Dagger.jl icon indicating copy to clipboard operation
Dagger.jl copied to clipboard

Slowdown in scheduler after extended eager api usage

Open krynju opened this issue 4 years ago • 2 comments

This piece of code (if it doesn't hang) slows down significantly at ~1800 iterations for me. From observing the threads usage it seems like the main thread is constantly occupied and the time period between each spawn increases every iteration (it can be observed through cpu usage on threads).

Most likely related to the huge number of thunks generated in this code over time

julia> using Dagger

julia> c = Dagger.@spawn 10+10; b = (x) -> x + 10; a = (x) -> x .+ fetch.([Dagger.spawn(b, x + i) for i in 1:100]);

julia> for i in 1:10000
       r = Dagger.@spawn a(c)
       fetch(r); println(i)
       end

krynju avatar Sep 16 '21 19:09 krynju

Can you try running the Julia profiler with Julia master on this, at least twice before the slowdown and twice after? We should see a noticeable slowdown during some part of the scheduler, which is probably traversing over some ever-growing list or other data structure.

jpsamaroo avatar Sep 17 '21 00:09 jpsamaroo

Clue for later: Seems like pure distributed stress tests also suffer from slowdown after a while, might not be a Dagger issue after all, but I'll look into that at some point.

krynju avatar Sep 30 '21 06:09 krynju

> _EXERCISE DETAILS_: Copy out the Dagger.jl thread about the scheduler slowdown in full, reproducing every line without change.

> _DATASET EXCERPT_:
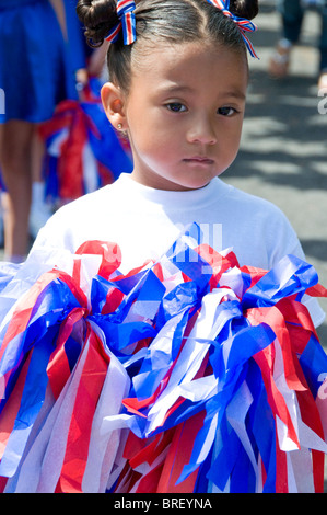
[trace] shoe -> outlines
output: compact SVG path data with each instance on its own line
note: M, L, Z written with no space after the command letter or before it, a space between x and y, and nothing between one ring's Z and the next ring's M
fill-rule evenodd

> _ANSWER IN FULL_:
Dagger.jl icon indicating copy to clipboard operation
Dagger.jl copied to clipboard

Slowdown in scheduler after extended eager api usage

Open krynju opened this issue 4 years ago • 2 comments

This piece of code (if it doesn't hang) slows down significantly at ~1800 iterations for me. From observing the threads usage it seems like the main thread is constantly occupied and the time period between each spawn increases every iteration (it can be observed through cpu usage on threads).

Most likely related to the huge number of thunks generated in this code over time

julia> using Dagger

julia> c = Dagger.@spawn 10+10; b = (x) -> x + 10; a = (x) -> x .+ fetch.([Dagger.spawn(b, x + i) for i in 1:100]);

julia> for i in 1:10000
       r = Dagger.@spawn a(c)
       fetch(r); println(i)
       end

krynju avatar Sep 16 '21 19:09 krynju

Can you try running the Julia profiler with Julia master on this, at least twice before the slowdown and twice after? We should see a noticeable slowdown during some part of the scheduler, which is probably traversing over some ever-growing list or other data structure.

jpsamaroo avatar Sep 17 '21 00:09 jpsamaroo

Clue for later: Seems like pure distributed stress tests also suffer from slowdown after a while, might not be a Dagger issue after all, but I'll look into that at some point.

krynju avatar Sep 30 '21 06:09 krynju